Task =
Could you arrange the entries below as a Markdown table with the columns Row and Line, from the line with "Practice step: locate the bridge" up to and including the line with "x=684, y=103", numbering each row and skipping blank lines? Leave the pictures out of the table.

Collected data =
----------------------------------------

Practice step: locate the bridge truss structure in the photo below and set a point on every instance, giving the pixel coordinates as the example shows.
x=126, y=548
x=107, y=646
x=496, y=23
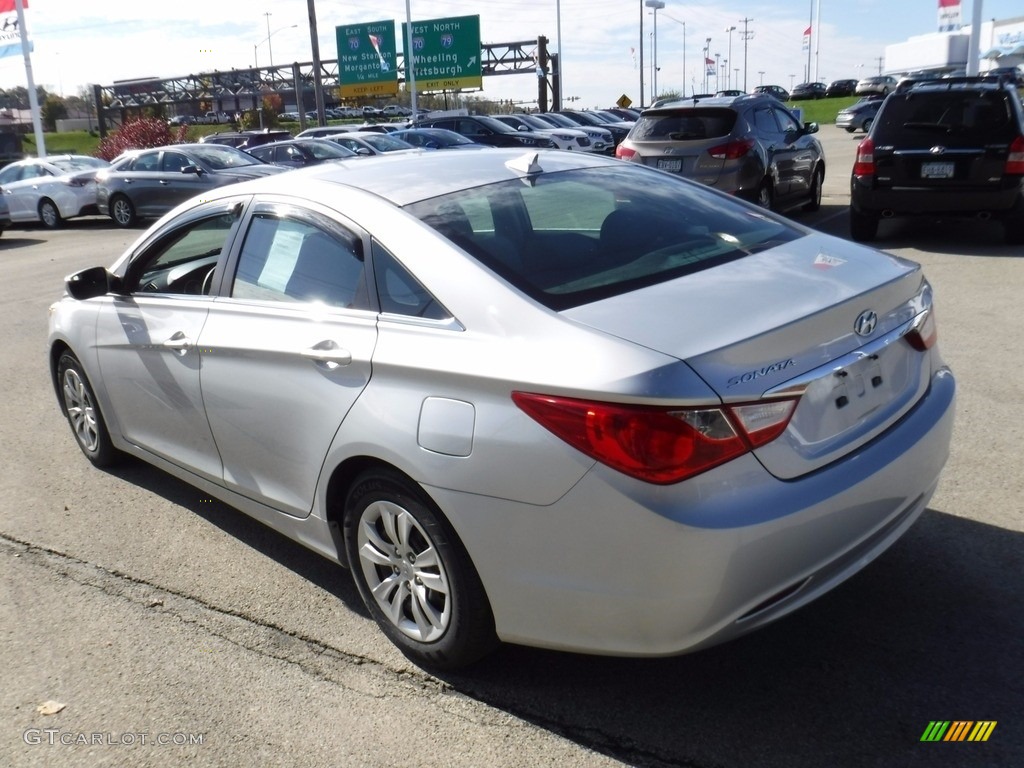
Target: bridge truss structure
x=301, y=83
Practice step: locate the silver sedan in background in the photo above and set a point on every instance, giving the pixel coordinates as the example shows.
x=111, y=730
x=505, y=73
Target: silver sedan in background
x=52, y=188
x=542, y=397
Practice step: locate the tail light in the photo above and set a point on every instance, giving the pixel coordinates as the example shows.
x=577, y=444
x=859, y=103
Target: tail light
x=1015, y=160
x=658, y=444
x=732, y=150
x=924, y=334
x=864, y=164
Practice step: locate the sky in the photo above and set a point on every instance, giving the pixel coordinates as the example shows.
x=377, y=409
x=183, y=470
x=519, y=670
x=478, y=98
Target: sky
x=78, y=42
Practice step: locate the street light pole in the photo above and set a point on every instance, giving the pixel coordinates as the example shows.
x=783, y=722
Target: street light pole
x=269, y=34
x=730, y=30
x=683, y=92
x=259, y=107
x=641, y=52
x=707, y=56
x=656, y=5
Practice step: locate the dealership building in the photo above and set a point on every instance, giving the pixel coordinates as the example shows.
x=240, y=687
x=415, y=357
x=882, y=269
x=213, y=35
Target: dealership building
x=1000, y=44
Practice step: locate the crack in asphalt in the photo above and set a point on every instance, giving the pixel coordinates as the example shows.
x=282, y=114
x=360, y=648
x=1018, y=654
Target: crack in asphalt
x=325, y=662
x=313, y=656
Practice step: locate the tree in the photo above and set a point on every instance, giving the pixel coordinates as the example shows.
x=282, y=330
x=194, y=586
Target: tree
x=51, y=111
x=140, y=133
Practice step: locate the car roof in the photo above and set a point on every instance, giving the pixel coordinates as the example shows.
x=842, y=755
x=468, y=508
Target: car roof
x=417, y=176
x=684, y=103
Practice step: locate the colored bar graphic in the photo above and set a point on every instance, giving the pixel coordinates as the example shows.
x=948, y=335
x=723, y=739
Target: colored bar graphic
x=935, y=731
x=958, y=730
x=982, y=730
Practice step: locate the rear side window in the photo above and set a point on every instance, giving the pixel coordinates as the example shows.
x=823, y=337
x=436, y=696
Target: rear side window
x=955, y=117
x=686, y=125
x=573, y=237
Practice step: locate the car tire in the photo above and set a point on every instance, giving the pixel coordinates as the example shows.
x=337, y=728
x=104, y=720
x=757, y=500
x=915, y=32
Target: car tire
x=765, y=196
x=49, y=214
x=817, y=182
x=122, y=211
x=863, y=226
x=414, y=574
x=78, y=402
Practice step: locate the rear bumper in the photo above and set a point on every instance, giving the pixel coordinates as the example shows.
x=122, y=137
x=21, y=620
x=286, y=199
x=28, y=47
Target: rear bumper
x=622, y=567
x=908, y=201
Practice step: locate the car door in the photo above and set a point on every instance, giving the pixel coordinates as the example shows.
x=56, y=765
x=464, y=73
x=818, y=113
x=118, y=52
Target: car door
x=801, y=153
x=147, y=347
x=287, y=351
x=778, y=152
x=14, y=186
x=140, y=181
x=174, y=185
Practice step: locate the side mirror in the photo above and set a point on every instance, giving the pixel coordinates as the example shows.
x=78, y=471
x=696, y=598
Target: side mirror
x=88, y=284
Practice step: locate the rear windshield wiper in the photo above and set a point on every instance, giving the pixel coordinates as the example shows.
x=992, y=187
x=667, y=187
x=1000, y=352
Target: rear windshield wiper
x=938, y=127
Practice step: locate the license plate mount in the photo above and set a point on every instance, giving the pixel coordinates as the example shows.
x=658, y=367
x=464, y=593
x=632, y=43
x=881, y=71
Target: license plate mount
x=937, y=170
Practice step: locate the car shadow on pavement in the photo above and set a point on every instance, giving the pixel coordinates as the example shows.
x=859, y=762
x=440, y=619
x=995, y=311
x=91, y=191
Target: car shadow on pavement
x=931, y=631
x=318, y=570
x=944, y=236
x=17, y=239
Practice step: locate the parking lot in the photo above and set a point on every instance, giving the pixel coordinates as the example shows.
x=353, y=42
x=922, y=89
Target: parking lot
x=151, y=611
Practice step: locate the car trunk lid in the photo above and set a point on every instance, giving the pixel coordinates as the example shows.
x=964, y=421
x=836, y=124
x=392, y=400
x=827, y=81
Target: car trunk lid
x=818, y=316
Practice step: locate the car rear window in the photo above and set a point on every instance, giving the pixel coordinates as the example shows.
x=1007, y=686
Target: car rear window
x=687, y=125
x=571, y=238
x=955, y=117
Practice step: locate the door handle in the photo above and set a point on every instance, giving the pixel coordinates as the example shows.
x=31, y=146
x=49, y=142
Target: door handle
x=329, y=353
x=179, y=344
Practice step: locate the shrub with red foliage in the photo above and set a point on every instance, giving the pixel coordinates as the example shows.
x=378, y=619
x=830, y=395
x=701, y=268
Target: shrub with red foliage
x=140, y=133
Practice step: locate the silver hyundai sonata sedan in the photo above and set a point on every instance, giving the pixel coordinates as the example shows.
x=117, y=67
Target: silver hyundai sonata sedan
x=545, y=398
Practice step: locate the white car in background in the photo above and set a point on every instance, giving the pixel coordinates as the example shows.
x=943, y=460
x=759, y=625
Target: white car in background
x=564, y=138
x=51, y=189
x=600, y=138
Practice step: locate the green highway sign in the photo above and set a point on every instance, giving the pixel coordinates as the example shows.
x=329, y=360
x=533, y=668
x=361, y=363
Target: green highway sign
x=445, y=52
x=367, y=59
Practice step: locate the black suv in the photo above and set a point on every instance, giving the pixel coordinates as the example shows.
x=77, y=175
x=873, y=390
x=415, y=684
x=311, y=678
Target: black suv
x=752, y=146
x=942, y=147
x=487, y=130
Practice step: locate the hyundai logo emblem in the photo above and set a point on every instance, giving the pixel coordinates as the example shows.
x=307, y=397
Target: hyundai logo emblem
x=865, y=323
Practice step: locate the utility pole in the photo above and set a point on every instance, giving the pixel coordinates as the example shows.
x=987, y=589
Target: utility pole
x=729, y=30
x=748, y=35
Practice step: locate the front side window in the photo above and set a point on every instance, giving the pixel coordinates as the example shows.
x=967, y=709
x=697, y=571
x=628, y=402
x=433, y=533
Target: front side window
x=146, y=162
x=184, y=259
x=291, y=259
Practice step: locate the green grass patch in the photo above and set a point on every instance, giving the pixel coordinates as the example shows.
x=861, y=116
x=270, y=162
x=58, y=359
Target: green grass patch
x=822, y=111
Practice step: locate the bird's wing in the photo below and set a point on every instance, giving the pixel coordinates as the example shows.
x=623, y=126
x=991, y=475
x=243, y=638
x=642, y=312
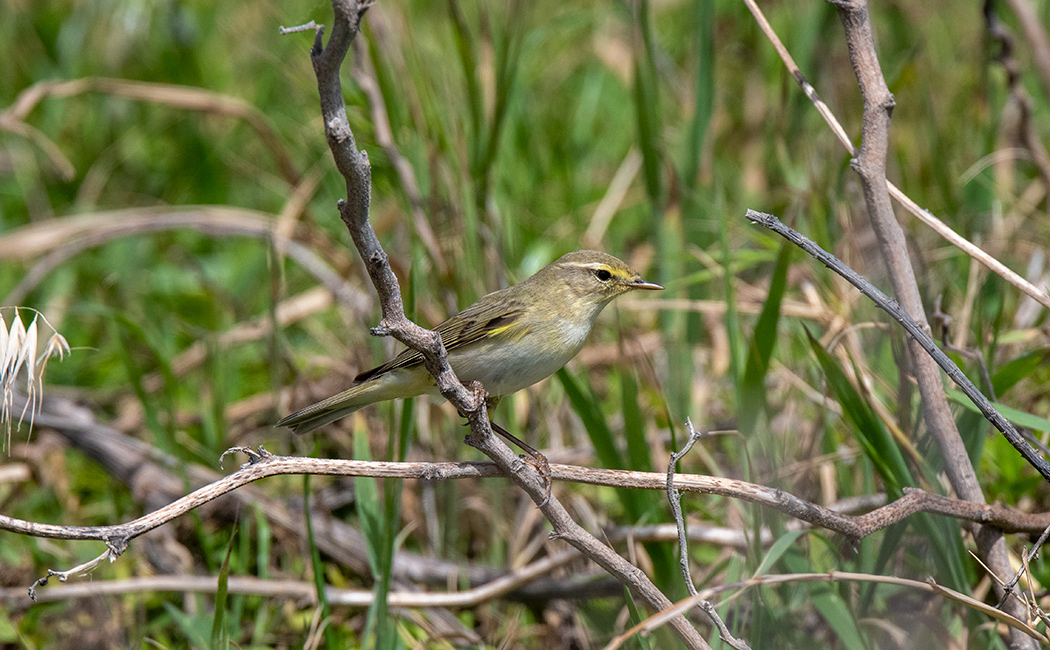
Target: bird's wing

----------------------------------------

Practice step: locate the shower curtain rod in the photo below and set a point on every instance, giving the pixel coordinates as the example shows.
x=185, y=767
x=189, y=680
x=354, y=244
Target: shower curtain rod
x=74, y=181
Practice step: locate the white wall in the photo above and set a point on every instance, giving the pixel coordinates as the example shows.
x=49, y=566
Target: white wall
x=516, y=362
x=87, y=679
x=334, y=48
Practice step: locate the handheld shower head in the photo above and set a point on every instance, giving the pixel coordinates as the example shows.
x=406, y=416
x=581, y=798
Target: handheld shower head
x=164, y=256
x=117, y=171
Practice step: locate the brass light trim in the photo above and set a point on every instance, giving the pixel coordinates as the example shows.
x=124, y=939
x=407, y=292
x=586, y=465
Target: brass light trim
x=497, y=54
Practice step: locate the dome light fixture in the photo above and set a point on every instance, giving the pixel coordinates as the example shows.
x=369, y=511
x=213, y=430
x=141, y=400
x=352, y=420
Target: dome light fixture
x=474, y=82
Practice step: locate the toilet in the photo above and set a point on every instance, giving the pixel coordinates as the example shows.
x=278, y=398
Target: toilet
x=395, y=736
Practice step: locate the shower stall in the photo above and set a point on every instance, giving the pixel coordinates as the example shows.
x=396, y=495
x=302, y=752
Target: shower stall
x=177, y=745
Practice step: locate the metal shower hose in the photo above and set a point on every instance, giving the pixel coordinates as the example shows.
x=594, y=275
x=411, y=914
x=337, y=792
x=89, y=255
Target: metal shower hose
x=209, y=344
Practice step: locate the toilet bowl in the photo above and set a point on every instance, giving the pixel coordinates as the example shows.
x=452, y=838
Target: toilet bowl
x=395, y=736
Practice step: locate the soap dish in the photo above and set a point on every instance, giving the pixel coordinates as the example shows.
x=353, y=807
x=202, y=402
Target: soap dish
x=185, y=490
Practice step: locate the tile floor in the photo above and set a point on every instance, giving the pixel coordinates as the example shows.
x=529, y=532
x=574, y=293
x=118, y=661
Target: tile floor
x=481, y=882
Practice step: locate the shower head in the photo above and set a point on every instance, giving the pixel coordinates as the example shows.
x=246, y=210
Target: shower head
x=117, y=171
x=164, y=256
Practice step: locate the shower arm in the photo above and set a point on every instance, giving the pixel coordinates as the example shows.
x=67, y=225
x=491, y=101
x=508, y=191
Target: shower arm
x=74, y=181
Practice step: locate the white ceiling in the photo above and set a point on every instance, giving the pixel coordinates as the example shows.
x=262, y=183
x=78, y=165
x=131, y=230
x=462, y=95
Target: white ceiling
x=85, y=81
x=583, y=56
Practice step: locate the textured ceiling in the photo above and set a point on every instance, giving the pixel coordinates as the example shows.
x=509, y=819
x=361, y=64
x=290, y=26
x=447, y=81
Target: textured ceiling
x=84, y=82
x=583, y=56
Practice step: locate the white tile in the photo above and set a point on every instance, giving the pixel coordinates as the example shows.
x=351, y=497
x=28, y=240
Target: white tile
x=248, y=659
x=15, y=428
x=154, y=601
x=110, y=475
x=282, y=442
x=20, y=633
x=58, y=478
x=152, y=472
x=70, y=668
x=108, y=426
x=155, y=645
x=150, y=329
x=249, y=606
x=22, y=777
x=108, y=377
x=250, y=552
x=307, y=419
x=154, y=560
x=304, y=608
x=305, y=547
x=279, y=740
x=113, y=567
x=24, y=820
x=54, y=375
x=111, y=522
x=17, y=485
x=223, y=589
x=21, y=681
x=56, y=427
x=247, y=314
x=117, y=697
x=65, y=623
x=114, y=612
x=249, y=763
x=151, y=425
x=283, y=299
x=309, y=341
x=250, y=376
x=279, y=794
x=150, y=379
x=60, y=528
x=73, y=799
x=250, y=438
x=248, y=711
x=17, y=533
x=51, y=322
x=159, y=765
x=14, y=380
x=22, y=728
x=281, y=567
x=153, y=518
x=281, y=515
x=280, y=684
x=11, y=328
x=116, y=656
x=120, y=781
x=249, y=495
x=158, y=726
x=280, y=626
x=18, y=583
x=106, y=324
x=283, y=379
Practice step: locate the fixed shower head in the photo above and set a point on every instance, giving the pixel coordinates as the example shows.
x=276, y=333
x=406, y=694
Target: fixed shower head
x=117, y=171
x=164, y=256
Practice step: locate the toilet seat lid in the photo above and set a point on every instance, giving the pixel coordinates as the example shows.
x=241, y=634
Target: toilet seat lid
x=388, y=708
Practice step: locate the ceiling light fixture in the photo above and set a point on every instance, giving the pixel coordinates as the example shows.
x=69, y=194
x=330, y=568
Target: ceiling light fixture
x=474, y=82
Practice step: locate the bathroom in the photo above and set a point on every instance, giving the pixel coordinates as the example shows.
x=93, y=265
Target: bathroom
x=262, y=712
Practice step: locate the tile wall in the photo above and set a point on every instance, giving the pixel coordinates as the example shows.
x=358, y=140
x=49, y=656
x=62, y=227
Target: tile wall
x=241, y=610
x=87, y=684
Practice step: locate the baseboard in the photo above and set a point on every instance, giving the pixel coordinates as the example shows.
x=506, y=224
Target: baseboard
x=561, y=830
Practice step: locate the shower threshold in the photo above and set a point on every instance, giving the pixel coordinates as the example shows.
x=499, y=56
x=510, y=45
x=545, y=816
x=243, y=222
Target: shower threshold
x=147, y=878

----------------------------------------

Solution to this exercise =
| Row | Line |
|---|---|
| 1 | Practice step: locate the bridge truss structure in the photo below and set a point on every instance, giving the pixel coordinates as the example shows. |
| 2 | x=126, y=548 |
| 3 | x=107, y=646 |
| 4 | x=496, y=23 |
| 5 | Target: bridge truss structure |
| 6 | x=301, y=83 |
| 7 | Practice step: locate the silver sedan in background in the photo above and set a point on every instance, giving the pixel coordinates as the example shows. |
| 8 | x=111, y=730 |
| 9 | x=505, y=73 |
| 10 | Target: silver sedan in background |
| 11 | x=52, y=188 |
| 12 | x=542, y=397 |
| 13 | Practice step: locate the tail light in the photo above and set a point on every instance, giving the pixel coordinates as the example shows. |
| 14 | x=577, y=444 |
| 15 | x=859, y=103 |
| 16 | Target: tail light |
| 17 | x=1015, y=160 |
| 18 | x=658, y=444 |
| 19 | x=732, y=150 |
| 20 | x=924, y=334 |
| 21 | x=864, y=164 |
| 22 | Practice step: locate the sky in the photo above and set a point on every instance, giving the pixel coordinates as the example shows. |
| 23 | x=377, y=409 |
| 24 | x=183, y=470 |
| 25 | x=519, y=670 |
| 26 | x=478, y=98 |
| 27 | Target: sky |
| 28 | x=78, y=42 |
| 29 | Practice step: locate the street light pole in the photo above and set a point on every instance, giving the pixel coordinates as the example shows. |
| 30 | x=783, y=722 |
| 31 | Target: street light pole |
| 32 | x=269, y=34 |
| 33 | x=730, y=30 |
| 34 | x=683, y=92 |
| 35 | x=259, y=107 |
| 36 | x=641, y=52 |
| 37 | x=707, y=56 |
| 38 | x=656, y=5 |
| 39 | Practice step: locate the dealership building in the photo above and set a point on every instance, giving the pixel coordinates as the example shows. |
| 40 | x=240, y=687 |
| 41 | x=415, y=357 |
| 42 | x=882, y=269 |
| 43 | x=213, y=35 |
| 44 | Target: dealership building |
| 45 | x=1000, y=44 |
| 46 | Practice step: locate the crack in asphalt in the photo above and set a point on every instance, giving the pixel coordinates as the example shows. |
| 47 | x=282, y=114 |
| 48 | x=360, y=648 |
| 49 | x=1018, y=654 |
| 50 | Target: crack in asphalt |
| 51 | x=325, y=662 |
| 52 | x=313, y=656 |
| 53 | Practice step: locate the tree in the photo above and set a point on every instance, giving the pixel coordinates as the example shows. |
| 54 | x=282, y=330 |
| 55 | x=194, y=586 |
| 56 | Target: tree |
| 57 | x=51, y=111 |
| 58 | x=140, y=133 |
| 59 | Practice step: locate the car roof in the photo above and set a point on every instance, giving the pixel coordinates as the example shows. |
| 60 | x=842, y=755 |
| 61 | x=468, y=508 |
| 62 | Target: car roof |
| 63 | x=417, y=176 |
| 64 | x=684, y=103 |